JOB: Recast the records from the line with "cone? Mark that spot." through the end of the records as a two-column CSV with the columns request and points. Give one row per request, put its text and its answer each in one quoted field with line breaks turned into spaces, and leave the pictures out.

-- BEGIN INPUT DATA --

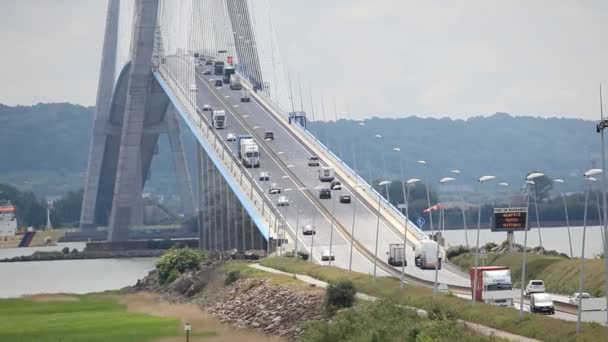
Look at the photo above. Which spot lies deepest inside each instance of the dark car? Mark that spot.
(325, 194)
(313, 161)
(335, 185)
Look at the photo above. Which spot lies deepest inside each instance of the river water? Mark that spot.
(67, 276)
(554, 238)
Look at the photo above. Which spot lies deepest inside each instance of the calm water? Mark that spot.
(554, 238)
(69, 276)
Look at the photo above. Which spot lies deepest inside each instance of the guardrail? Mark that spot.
(265, 215)
(359, 185)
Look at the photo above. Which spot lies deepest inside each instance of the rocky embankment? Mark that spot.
(253, 303)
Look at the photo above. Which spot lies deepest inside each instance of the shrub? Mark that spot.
(340, 295)
(178, 261)
(456, 251)
(231, 277)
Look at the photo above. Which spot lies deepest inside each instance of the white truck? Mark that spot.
(326, 174)
(425, 255)
(219, 119)
(235, 82)
(250, 154)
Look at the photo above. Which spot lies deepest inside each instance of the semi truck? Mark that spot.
(493, 285)
(250, 154)
(396, 255)
(229, 70)
(235, 82)
(218, 118)
(326, 174)
(426, 255)
(218, 67)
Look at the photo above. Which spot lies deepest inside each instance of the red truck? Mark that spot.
(493, 285)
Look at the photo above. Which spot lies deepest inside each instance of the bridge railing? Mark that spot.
(362, 185)
(251, 195)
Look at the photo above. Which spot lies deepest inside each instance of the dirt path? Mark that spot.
(204, 326)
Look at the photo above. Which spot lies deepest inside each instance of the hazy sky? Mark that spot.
(377, 58)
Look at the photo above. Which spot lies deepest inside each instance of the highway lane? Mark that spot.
(207, 94)
(293, 153)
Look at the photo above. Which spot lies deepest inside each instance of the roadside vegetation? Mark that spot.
(533, 326)
(88, 318)
(559, 273)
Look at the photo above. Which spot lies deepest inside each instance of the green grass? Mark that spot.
(534, 326)
(560, 274)
(90, 318)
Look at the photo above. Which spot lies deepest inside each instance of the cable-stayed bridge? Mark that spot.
(154, 73)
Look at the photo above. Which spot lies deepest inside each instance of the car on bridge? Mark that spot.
(282, 201)
(264, 176)
(327, 255)
(325, 194)
(575, 297)
(309, 230)
(541, 303)
(274, 189)
(335, 185)
(535, 286)
(313, 161)
(345, 198)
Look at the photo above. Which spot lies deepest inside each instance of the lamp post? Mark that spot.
(428, 196)
(411, 181)
(442, 181)
(464, 216)
(529, 182)
(561, 181)
(378, 226)
(481, 180)
(187, 329)
(588, 175)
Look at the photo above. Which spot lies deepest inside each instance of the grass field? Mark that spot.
(78, 318)
(534, 326)
(560, 274)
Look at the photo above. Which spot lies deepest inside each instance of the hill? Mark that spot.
(45, 146)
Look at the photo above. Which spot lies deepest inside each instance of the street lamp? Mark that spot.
(481, 180)
(428, 197)
(386, 183)
(530, 182)
(187, 329)
(442, 181)
(588, 176)
(561, 181)
(411, 181)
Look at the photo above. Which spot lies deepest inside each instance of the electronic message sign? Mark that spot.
(509, 219)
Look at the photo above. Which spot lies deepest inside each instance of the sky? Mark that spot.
(385, 58)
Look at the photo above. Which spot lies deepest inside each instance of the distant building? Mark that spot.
(8, 220)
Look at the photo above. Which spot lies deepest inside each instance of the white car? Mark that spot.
(309, 230)
(274, 189)
(575, 297)
(264, 176)
(327, 256)
(282, 201)
(535, 286)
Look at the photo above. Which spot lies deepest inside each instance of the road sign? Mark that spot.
(509, 219)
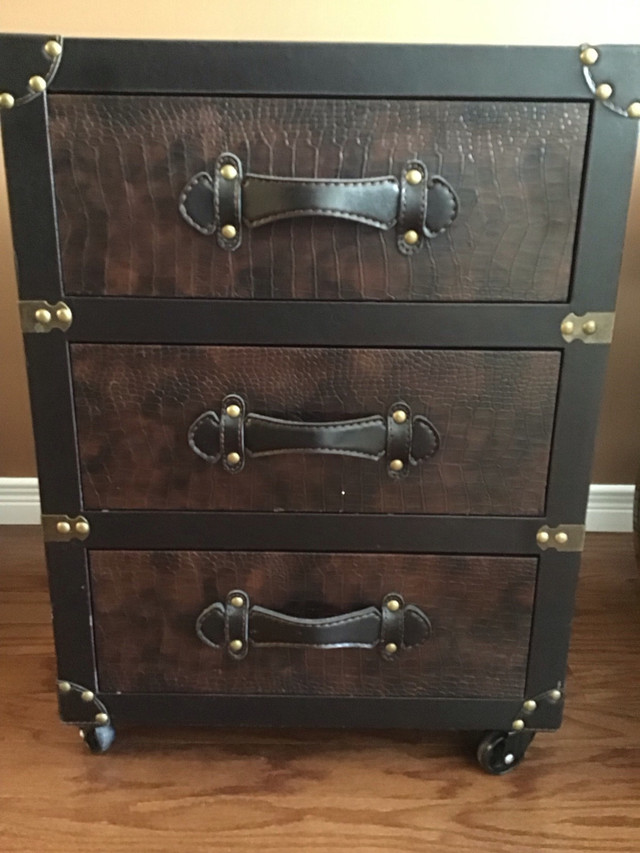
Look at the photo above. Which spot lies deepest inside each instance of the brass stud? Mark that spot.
(37, 83)
(64, 315)
(229, 172)
(604, 91)
(589, 56)
(53, 49)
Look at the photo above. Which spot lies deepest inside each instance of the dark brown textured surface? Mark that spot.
(146, 604)
(327, 791)
(121, 162)
(493, 409)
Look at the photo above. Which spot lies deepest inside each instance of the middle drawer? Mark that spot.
(314, 429)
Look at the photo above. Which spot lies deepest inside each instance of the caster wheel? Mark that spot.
(98, 738)
(500, 752)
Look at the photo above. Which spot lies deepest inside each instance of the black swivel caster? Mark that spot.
(500, 752)
(98, 738)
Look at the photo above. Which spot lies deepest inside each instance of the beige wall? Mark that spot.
(464, 21)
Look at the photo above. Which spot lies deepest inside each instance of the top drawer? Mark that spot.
(121, 164)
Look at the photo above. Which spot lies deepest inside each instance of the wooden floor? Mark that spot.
(200, 790)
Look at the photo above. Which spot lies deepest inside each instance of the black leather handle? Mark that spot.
(236, 434)
(234, 623)
(221, 203)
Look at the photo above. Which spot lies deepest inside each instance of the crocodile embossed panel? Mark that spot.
(494, 411)
(146, 604)
(121, 162)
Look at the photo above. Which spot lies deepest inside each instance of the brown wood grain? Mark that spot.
(323, 791)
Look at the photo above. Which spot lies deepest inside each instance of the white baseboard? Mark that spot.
(19, 500)
(610, 507)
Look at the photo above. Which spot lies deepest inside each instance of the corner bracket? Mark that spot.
(28, 64)
(604, 91)
(565, 537)
(595, 327)
(81, 706)
(63, 528)
(39, 316)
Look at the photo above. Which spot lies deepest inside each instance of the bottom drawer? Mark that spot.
(466, 623)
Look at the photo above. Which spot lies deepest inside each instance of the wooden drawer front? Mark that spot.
(146, 604)
(121, 162)
(493, 411)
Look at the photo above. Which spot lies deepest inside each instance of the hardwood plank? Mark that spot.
(322, 791)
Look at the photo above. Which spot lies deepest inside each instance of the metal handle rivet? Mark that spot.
(589, 56)
(229, 172)
(37, 83)
(53, 49)
(64, 315)
(604, 91)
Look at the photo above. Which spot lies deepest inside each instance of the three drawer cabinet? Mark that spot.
(315, 338)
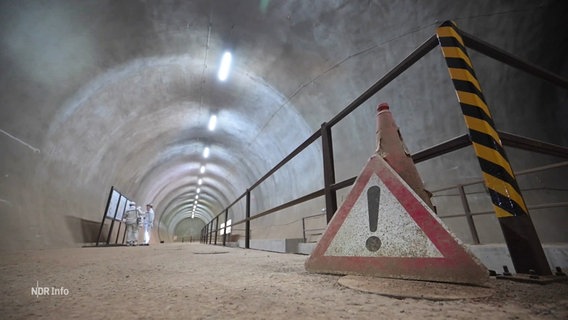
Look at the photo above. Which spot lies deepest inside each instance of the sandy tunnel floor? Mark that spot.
(194, 281)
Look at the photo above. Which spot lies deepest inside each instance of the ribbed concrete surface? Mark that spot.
(194, 281)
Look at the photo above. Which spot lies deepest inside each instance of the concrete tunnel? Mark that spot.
(99, 94)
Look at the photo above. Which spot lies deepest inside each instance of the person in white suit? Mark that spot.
(132, 219)
(148, 223)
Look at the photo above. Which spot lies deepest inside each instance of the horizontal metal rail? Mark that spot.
(432, 152)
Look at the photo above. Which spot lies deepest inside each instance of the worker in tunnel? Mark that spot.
(132, 219)
(148, 223)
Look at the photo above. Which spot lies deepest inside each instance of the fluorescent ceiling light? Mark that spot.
(225, 66)
(212, 122)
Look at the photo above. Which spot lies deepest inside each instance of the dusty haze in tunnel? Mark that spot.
(119, 93)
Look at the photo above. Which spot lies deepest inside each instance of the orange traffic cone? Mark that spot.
(390, 147)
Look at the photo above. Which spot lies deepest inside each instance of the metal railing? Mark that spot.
(210, 232)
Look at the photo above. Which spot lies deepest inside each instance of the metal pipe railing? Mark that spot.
(443, 148)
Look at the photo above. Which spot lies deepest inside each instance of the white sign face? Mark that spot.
(396, 235)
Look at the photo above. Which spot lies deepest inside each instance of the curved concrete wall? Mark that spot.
(118, 93)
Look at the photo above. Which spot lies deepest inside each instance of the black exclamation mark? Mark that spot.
(373, 196)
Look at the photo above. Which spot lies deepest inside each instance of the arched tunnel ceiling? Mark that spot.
(120, 92)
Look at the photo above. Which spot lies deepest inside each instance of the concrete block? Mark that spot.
(274, 245)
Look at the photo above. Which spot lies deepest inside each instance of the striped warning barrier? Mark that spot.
(508, 203)
(497, 172)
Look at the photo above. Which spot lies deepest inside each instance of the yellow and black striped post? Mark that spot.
(519, 232)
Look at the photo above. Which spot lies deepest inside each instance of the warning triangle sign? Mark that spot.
(384, 229)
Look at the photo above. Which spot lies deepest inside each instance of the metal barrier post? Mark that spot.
(211, 232)
(519, 232)
(104, 215)
(328, 171)
(247, 223)
(468, 216)
(225, 229)
(216, 229)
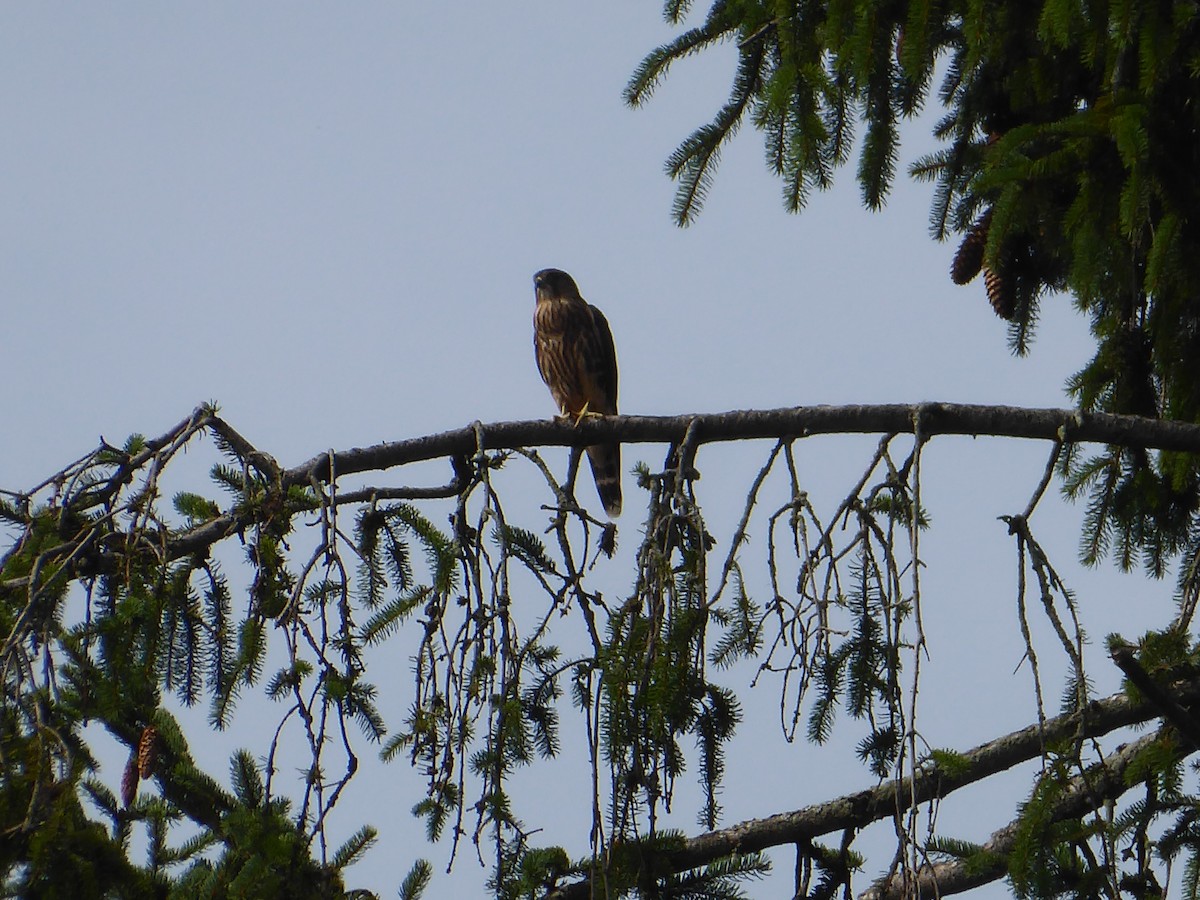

-- END INPUT DATA --

ANSWER TO THE EXERCISE:
request,points
"Look at the photo above. Which spot lies deepest inside each instance of the orange traffic cone? Mark that spot.","(390, 147)"
"Look at the photo above. Which spot lies deepest inside each instance of the metal railing? Mark that spot.","(210, 232)"
"Look at the photo above. Which spot lies deepest inside each instance of the metal pipe railing? Mark that spot.","(443, 148)"
"Look at the photo above. Which spot lies deepest inside each instance of the white sign face? Mark that spot.","(396, 235)"
"Look at the photo above. Which spot lies deepest inside each instance of the curved concrete wall? Mark that spot.","(118, 93)"
"Look at the photo above. Which spot lies deepest inside each instance of the black exclamation mark? Mark that spot.","(373, 196)"
"Look at the photo above. Which spot lies deepest inside each instance of the arched tunnel ceiling? Mark that spot.","(120, 92)"
"Look at the photo above. Which spot lies deepest inside each instance of the concrete block? Mark that spot.","(274, 245)"
"Look at the photo above. Which spot lies deepest inside each instance of the striped warning barrier? Mark that spot.","(508, 203) (497, 172)"
"Look at the photo above. Which spot lies deepest inside each instance of the yellow and black striped post? Mark that spot.","(519, 232)"
"Look at the photo above. Which spot lies deepest inside each instance of the warning triangle sign? Mark that spot.","(384, 229)"
"Look at the photo above. Which spot lies deepest inside each instance of the metal barrier post? Mark that spot.","(211, 232) (519, 232) (104, 215) (328, 171) (247, 223) (468, 216) (225, 229) (216, 229)"